## Quoted passage:
_ _ _ _
Companies like Google and Apple have been criticized for keeping profits overseas. But the biggest brands have bigger incentives to do so than other companies. | Reuters/Cathal McNaughton

America’s big tech firms are admired for their ingenuity — their products have improved our lives in myriad ways. But critics say they’ve also used that ingenuity to devise elaborate corporate structures that shift earnings to offshore tax havens. Apple and Microsoft have been pilloried before the U.S. Senate; the British Parliament has gone after Amazon and Google.

To be fair, aggressive tax strategies are the norm among U.S. multinationals, in part because our corporate tax rate of 35% is the highest in the world. But tech giants like Apple seem to have carried it further than most, contributing less to public coffers than other comparably sized U.S. corporations.

“There’s a lot of evidence that this is going on,” says Stanford Graduate School of Business professor Lisa De Simone. But there’s been surprisingly little analysis of how income shifting works. “Why are some companies doing it and others aren’t? How do they choose an optimal structure? What are the tradeoffs?”

For answers, she and Richard Sansing of the Tuck School of Business at Dartmouth modeled the decision problem facing a U.S. multinational. In their new paper, they find that a company’s ability to shift income depends on the type of assets it has. In particular, De Simone says, knowledge-based firms with global brands are at a distinct advantage under existing tax rules.

Export Profits, Not Products

To understand what’s meant by “income shifting,” consider a U.S. firm that exports a product to Mexico, earning a profit of $100. After tax, it keeps $65. Now suppose it sets up a subsidiary in Bermuda and books the sale there. The $100 is now foreign income, which the company can exclude on its U.S. tax return (at least until the money is repatriated, but in practice it rarely is).
_ _ _ _
## Entries provided:
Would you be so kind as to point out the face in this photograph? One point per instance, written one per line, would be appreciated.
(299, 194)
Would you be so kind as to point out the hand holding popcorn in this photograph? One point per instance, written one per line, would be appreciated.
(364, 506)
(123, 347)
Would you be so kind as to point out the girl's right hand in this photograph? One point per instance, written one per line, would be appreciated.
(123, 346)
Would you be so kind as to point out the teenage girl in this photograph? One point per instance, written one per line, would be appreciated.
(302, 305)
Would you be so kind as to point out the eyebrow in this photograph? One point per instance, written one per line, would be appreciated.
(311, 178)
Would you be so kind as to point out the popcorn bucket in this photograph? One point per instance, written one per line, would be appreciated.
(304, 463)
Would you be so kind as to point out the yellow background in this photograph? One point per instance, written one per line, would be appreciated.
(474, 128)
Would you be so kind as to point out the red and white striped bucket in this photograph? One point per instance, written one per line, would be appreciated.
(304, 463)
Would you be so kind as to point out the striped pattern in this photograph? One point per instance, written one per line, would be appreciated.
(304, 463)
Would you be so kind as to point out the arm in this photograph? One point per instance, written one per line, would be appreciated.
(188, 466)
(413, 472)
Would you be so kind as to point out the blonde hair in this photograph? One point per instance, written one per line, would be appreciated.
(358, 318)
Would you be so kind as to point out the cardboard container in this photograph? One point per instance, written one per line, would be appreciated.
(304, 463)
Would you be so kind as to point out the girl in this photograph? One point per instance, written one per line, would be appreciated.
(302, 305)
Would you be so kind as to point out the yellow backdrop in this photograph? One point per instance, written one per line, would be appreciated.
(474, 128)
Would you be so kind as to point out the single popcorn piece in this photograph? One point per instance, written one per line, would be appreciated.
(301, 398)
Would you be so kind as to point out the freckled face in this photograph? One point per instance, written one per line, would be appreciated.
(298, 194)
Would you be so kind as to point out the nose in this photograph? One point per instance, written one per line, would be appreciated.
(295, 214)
_ _ _ _
## What the task asks:
In the passage on income shifting by tech firms, list each company the text says was pilloried before the U.S. Senate or pursued by the British Parliament.

## Result:
- Apple (U.S. Senate)
- Microsoft (U.S. Senate)
- Amazon (British Parliament)
- Google (British Parliament)